* _Exercise instructions_
In the records below, rescale the lines starting at the one containing "For this challenge, identify the glazed" and ending at the one containing "point(162, 114)", and output only those lines, requests included. Multiply each coordinate in the answers by 2.45 and round to the nearest whole number with halves rounded up, leaving the request text and its sample points unchanged.

Collected data entries
========

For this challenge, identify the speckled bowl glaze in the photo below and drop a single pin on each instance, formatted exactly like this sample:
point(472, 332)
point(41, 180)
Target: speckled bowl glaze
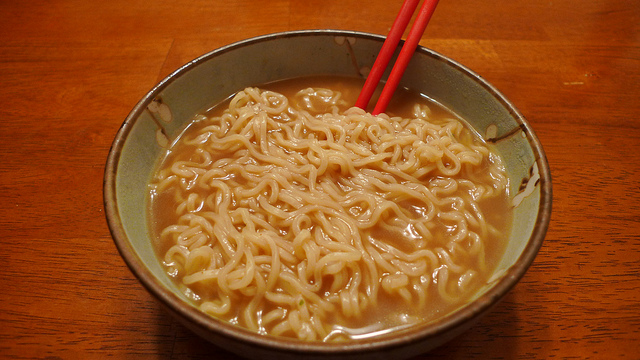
point(162, 113)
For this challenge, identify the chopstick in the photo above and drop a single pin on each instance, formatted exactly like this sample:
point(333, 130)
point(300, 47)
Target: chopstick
point(387, 50)
point(409, 47)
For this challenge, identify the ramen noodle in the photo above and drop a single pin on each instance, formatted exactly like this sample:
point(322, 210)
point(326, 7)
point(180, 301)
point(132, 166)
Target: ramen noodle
point(296, 215)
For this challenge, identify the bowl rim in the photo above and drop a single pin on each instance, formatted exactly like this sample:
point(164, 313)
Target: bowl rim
point(398, 338)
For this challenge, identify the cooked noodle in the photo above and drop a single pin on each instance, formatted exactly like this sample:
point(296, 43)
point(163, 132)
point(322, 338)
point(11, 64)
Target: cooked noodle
point(295, 218)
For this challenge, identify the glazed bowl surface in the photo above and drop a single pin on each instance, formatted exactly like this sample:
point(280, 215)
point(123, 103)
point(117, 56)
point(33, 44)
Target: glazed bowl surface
point(161, 115)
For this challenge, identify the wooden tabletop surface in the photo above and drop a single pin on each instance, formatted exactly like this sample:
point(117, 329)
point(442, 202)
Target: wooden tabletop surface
point(71, 70)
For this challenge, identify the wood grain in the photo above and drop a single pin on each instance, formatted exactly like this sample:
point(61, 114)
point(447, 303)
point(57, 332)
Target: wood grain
point(71, 70)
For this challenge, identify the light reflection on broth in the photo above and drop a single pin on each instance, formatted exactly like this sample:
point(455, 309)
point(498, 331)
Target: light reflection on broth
point(290, 214)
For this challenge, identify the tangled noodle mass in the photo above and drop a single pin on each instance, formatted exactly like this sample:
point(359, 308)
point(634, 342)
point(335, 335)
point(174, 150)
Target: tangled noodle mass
point(295, 218)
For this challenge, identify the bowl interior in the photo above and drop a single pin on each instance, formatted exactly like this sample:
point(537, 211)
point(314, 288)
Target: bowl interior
point(162, 114)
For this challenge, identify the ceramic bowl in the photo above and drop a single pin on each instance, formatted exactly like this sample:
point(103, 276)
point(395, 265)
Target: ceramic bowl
point(162, 113)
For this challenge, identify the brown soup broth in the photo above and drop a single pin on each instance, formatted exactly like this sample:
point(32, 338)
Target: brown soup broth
point(390, 311)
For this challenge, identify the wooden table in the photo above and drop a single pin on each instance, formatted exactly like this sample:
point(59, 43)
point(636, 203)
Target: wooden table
point(71, 70)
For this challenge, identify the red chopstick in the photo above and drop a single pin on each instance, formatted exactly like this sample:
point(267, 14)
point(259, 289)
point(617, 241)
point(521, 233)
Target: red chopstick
point(415, 34)
point(387, 50)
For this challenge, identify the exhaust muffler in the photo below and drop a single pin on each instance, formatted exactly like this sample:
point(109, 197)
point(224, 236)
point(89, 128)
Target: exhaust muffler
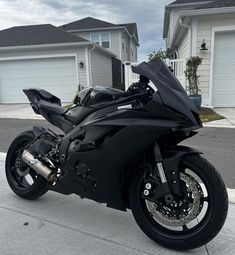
point(38, 166)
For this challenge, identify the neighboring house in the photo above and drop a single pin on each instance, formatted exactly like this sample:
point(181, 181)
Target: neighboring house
point(190, 23)
point(121, 39)
point(88, 52)
point(48, 57)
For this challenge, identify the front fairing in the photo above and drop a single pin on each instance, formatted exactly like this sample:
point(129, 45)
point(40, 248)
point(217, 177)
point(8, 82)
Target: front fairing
point(169, 88)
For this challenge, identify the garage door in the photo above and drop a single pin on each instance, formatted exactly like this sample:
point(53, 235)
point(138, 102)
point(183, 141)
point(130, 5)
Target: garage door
point(57, 75)
point(224, 70)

========

* _Worked solution_
For this challenge, identify the glazed bowl surface in the photo above and drop a single pin on each instance, formatted exactly like this sample:
point(280, 215)
point(123, 103)
point(117, 56)
point(33, 44)
Target: glazed bowl surface
point(394, 282)
For this challenge, identify the wooden tabletop surface in the photo above and drop a single pin on each instance, formatted exactly like this sample:
point(117, 329)
point(442, 202)
Target: wooden tabletop surface
point(174, 172)
For this challenge, identify the wood grain in the photo above and drop a single pin on each instance, formatted exactly like this sample:
point(61, 114)
point(447, 303)
point(57, 332)
Target: wood grain
point(174, 172)
For this challenge, identify the light reflection on broth in the photo above and drop a single pin on each instance, formatted exactly like this sample:
point(455, 309)
point(498, 331)
Target: light reflection on broth
point(711, 524)
For this challenge, identify the tangled noodle mass in the photo above and drop a single pin on each instance, formatted exactly like this sample:
point(359, 308)
point(634, 342)
point(335, 335)
point(174, 150)
Target: tangled noodle mass
point(723, 534)
For this challenge, identify the bowl interior in the photo above and drop a single pin on each instance, formatted exactly like this sample:
point(537, 211)
point(314, 288)
Target: bowl interior
point(397, 279)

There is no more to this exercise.